→ Exercise set:
**A.** From the chef interview, reproduce word for word the part that opens with the words containing "How would you describe yourself?" and closes with "become a chef?".
**B.** In the chef interview, where was the chef working when she decided to become a chef?
**C.** List every age group the chef interview names as people she creates meals for.

→ Source extract:
* * * * * * * * *

How would you describe yourself?
I am a mom of 2 young girls (4 & 6), a wife, and a New Yorker currently living in Boston. I am also a health-supportive chef and nutritional consultant who focuses on writing and recipe development. I provide food how to’s and tips for parents, as well as fun and nutritious recipes that appeal to a range of ages. From infants starting on solid foods, to toddlers, kids, and adults, I am passionate about creating tasty, healthy meals the entire family can share.
When and how did you decide to become a chef?
I decided to become a chef almost 10 years ago. I was working in research at Cornell Medical College in the department of Epidemiology and Integrative Medicine. A lot of the research we were conducting was looking at the connection between diet and health – which had been my focus for years, and all throughout graduate school. But it was during that time that I became more and more drawn to culinary school. I was spending all this time looking at the physical and mental aspects of food when I really wanted to get into the kitchen and dig in to the cooking side of things.
How would you describe your philosophy as a chef who focuses on feeding a family?

* * * * * * * * *

→ Dataset excerpts:
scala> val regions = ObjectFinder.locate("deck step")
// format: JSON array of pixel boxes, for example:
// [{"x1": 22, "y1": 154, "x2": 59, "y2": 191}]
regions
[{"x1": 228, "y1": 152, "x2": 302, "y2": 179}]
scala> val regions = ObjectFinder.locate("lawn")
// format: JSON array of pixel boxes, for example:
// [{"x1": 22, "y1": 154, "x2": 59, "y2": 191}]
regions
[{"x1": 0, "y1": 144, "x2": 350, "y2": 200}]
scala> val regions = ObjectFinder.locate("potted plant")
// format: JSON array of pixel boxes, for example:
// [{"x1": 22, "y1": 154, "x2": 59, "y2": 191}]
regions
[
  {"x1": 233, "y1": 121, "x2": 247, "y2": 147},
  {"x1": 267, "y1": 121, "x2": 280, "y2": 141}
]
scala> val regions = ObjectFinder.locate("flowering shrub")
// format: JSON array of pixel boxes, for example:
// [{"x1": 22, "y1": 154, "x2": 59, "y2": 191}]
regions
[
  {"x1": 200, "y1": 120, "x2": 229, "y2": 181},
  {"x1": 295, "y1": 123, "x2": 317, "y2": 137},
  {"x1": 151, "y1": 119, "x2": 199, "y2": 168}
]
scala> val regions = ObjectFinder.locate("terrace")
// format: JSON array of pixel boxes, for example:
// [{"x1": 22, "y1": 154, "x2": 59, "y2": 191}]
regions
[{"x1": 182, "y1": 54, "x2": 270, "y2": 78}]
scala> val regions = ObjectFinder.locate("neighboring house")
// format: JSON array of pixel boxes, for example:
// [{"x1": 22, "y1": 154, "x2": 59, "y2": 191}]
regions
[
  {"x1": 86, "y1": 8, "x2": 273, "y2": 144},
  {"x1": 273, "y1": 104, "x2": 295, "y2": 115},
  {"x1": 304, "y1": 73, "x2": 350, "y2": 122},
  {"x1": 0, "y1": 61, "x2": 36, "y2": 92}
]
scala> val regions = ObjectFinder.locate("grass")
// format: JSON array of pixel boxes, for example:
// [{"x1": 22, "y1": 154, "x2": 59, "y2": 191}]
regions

* * * * * * * * *

→ Answer section:
**A.**
How would you describe yourself?
I am a mom of 2 young girls (4 & 6), a wife, and a New Yorker currently living in Boston. I am also a health-supportive chef and nutritional consultant who focuses on writing and recipe development. I provide food how to’s and tips for parents, as well as fun and nutritious recipes that appeal to a range of ages. From infants starting on solid foods, to toddlers, kids, and adults, I am passionate about creating tasty, healthy meals the entire family can share.
When and how did you decide to become a chef?

**B.** In research at Cornell Medical College, in the department of Epidemiology and Integrative Medicine.

**C.** Infants starting on solid foods, toddlers, kids, adults